### Records to use
%%

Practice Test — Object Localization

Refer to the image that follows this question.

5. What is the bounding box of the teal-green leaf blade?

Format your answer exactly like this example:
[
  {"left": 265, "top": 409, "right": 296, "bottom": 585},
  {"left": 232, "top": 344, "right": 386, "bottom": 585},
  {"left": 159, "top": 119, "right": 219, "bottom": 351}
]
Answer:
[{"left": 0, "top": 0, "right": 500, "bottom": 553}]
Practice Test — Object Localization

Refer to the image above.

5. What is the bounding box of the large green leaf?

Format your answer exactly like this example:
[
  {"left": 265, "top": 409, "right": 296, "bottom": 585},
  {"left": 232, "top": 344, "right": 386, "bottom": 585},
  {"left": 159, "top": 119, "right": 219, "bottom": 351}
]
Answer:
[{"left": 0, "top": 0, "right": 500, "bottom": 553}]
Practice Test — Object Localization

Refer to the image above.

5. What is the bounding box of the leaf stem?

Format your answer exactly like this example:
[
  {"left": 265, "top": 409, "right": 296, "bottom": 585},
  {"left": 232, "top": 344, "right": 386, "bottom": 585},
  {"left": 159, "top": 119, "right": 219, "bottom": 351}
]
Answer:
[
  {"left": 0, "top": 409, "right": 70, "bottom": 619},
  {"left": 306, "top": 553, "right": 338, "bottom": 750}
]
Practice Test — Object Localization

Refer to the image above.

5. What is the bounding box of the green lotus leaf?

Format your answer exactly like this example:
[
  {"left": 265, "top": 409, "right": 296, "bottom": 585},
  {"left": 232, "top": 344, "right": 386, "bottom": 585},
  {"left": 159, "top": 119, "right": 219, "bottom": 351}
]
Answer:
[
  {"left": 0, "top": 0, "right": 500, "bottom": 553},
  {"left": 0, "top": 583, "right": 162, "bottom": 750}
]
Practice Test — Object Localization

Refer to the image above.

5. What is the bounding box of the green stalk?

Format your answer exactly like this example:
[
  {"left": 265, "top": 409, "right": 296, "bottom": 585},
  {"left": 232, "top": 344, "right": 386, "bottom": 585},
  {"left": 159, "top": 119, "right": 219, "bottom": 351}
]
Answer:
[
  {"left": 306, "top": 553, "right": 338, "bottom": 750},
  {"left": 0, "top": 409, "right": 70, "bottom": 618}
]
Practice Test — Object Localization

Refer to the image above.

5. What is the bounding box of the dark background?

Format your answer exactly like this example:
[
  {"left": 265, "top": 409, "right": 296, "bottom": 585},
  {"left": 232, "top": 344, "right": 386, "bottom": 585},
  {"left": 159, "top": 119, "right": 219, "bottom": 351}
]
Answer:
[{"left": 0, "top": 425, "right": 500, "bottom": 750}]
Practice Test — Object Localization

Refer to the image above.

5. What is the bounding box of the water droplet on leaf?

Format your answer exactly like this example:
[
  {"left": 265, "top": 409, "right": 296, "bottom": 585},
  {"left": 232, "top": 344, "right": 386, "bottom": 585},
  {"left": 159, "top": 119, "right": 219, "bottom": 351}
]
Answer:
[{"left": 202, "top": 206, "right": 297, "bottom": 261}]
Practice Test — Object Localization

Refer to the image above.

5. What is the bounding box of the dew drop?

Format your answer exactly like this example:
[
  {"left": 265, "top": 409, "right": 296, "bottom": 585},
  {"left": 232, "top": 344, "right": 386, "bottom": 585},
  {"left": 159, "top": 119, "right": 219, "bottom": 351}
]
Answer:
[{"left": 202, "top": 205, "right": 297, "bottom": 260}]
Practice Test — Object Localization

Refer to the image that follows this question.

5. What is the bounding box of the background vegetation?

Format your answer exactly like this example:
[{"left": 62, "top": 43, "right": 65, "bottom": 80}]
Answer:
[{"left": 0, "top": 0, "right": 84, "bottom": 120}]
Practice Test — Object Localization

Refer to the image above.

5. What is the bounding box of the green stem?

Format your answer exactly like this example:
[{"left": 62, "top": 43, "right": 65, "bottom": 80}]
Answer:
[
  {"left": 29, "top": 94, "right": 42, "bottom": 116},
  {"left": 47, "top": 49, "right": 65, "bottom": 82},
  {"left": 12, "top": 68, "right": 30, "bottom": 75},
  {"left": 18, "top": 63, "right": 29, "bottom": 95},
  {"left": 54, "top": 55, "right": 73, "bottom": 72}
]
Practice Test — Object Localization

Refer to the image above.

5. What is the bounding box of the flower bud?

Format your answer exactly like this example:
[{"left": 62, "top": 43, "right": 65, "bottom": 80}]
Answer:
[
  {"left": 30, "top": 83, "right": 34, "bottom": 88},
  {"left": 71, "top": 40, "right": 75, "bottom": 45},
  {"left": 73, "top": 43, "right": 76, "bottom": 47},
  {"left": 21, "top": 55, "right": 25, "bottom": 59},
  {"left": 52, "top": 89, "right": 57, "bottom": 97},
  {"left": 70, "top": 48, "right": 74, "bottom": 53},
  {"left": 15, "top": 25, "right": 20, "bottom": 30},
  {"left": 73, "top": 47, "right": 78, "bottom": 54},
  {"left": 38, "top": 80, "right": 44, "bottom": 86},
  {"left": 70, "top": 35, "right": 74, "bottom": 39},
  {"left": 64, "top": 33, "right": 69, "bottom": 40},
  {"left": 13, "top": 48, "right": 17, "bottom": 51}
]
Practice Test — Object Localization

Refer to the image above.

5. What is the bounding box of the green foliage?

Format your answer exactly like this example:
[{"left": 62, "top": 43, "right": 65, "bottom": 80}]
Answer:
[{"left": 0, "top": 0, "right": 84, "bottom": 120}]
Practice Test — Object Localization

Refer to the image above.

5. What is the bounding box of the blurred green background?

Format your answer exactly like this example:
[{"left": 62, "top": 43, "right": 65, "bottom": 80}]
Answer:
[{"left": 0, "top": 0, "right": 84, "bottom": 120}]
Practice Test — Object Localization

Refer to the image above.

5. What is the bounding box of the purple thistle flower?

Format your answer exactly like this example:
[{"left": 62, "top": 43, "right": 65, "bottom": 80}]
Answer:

%%

### Exercise requirements
Each line above is to be repeated exactly.

### Written answer
Practice Test — Object Localization

Refer to the image that follows this question.

5. What is the bounding box of the teal-green leaf blade?

Format your answer exactly like this example:
[
  {"left": 265, "top": 409, "right": 296, "bottom": 585},
  {"left": 232, "top": 344, "right": 386, "bottom": 585},
  {"left": 159, "top": 119, "right": 219, "bottom": 351}
]
Answer:
[{"left": 0, "top": 0, "right": 500, "bottom": 553}]
Practice Test — Object Localization

Refer to the image above.

5. What is the bounding box of the large green leaf?

Format your answer exactly like this example:
[
  {"left": 265, "top": 409, "right": 296, "bottom": 585},
  {"left": 232, "top": 344, "right": 386, "bottom": 585},
  {"left": 159, "top": 119, "right": 219, "bottom": 351}
]
Answer:
[{"left": 0, "top": 0, "right": 500, "bottom": 553}]
Practice Test — Object Localization

Refer to the image above.

5. What is the bounding box of the leaf stem?

Format your answer exactly like this example:
[
  {"left": 265, "top": 409, "right": 296, "bottom": 585},
  {"left": 232, "top": 344, "right": 386, "bottom": 585},
  {"left": 159, "top": 119, "right": 219, "bottom": 351}
]
Answer:
[
  {"left": 0, "top": 409, "right": 70, "bottom": 619},
  {"left": 306, "top": 553, "right": 338, "bottom": 750}
]
Practice Test — Object Localization

Refer to the image above.

5. What is the bounding box of the green lotus leaf?

Format your answer exactly like this example:
[
  {"left": 265, "top": 409, "right": 296, "bottom": 585},
  {"left": 232, "top": 344, "right": 386, "bottom": 585},
  {"left": 159, "top": 119, "right": 219, "bottom": 351}
]
Answer:
[
  {"left": 0, "top": 0, "right": 500, "bottom": 553},
  {"left": 0, "top": 583, "right": 162, "bottom": 750}
]
Practice Test — Object Localization

Refer to the image above.

5. What is the bounding box of the green stalk?

Format your answer exactly like this example:
[
  {"left": 265, "top": 409, "right": 296, "bottom": 585},
  {"left": 232, "top": 344, "right": 386, "bottom": 585},
  {"left": 159, "top": 119, "right": 219, "bottom": 351}
]
Answer:
[
  {"left": 306, "top": 553, "right": 338, "bottom": 750},
  {"left": 0, "top": 409, "right": 70, "bottom": 618}
]
Practice Test — Object Localization

Refer to the image above.

5. What is the bounding box of the dark background?

Format your answer exactly like this example:
[
  {"left": 265, "top": 409, "right": 296, "bottom": 585},
  {"left": 232, "top": 344, "right": 386, "bottom": 585},
  {"left": 159, "top": 119, "right": 219, "bottom": 351}
]
Answer:
[{"left": 0, "top": 425, "right": 500, "bottom": 750}]
Practice Test — Object Localization

Refer to the image above.

5. What is the bounding box of the water droplet on leaf?

Format your answer exactly like this example:
[
  {"left": 265, "top": 409, "right": 296, "bottom": 585},
  {"left": 232, "top": 344, "right": 386, "bottom": 585},
  {"left": 159, "top": 119, "right": 219, "bottom": 351}
]
Answer:
[{"left": 202, "top": 206, "right": 297, "bottom": 261}]
Practice Test — Object Localization

Refer to the image above.

5. What is the bounding box of the dew drop?

Format your answer exactly like this example:
[
  {"left": 265, "top": 409, "right": 296, "bottom": 585},
  {"left": 232, "top": 344, "right": 386, "bottom": 585},
  {"left": 159, "top": 119, "right": 219, "bottom": 351}
]
Answer:
[{"left": 202, "top": 205, "right": 297, "bottom": 260}]
Practice Test — Object Localization

Refer to the image that follows this question.

5. What is the bounding box of the background vegetation?

Format your answer exactly like this example:
[{"left": 62, "top": 43, "right": 65, "bottom": 80}]
Answer:
[{"left": 0, "top": 0, "right": 84, "bottom": 120}]
Practice Test — Object Localization

Refer to the image above.

5. What is the bounding box of the green stem?

Format your answer exactly like this example:
[{"left": 62, "top": 43, "right": 65, "bottom": 80}]
Answer:
[
  {"left": 29, "top": 94, "right": 42, "bottom": 116},
  {"left": 47, "top": 49, "right": 65, "bottom": 82},
  {"left": 12, "top": 68, "right": 30, "bottom": 75},
  {"left": 18, "top": 63, "right": 29, "bottom": 95},
  {"left": 54, "top": 55, "right": 73, "bottom": 72}
]
Practice Test — Object Localization

Refer to the image above.

5. What is the bounding box of the flower bud?

Format your answer exactly like this example:
[{"left": 62, "top": 43, "right": 65, "bottom": 80}]
Answer:
[
  {"left": 30, "top": 83, "right": 34, "bottom": 88},
  {"left": 71, "top": 40, "right": 75, "bottom": 45},
  {"left": 73, "top": 43, "right": 76, "bottom": 47},
  {"left": 21, "top": 55, "right": 25, "bottom": 59},
  {"left": 52, "top": 89, "right": 57, "bottom": 97},
  {"left": 70, "top": 48, "right": 74, "bottom": 53},
  {"left": 15, "top": 25, "right": 20, "bottom": 30},
  {"left": 73, "top": 47, "right": 78, "bottom": 54},
  {"left": 38, "top": 80, "right": 44, "bottom": 86},
  {"left": 70, "top": 35, "right": 74, "bottom": 39},
  {"left": 64, "top": 33, "right": 69, "bottom": 40},
  {"left": 13, "top": 48, "right": 17, "bottom": 51}
]
Practice Test — Object Localization

Refer to the image above.

5. What is the bounding box of the green foliage?

Format your answer exactly like this example:
[{"left": 62, "top": 43, "right": 65, "bottom": 80}]
Answer:
[{"left": 0, "top": 0, "right": 84, "bottom": 120}]
Practice Test — Object Localization

Refer to the image above.

5. What is the bounding box of the blurred green background?

Format your answer exactly like this example:
[{"left": 62, "top": 43, "right": 65, "bottom": 80}]
Answer:
[{"left": 0, "top": 0, "right": 84, "bottom": 120}]
Practice Test — Object Localization

Refer to the image above.

5. What is the bounding box of the purple thistle flower?

Format your answer exactly like this example:
[{"left": 62, "top": 43, "right": 65, "bottom": 80}]
Answer:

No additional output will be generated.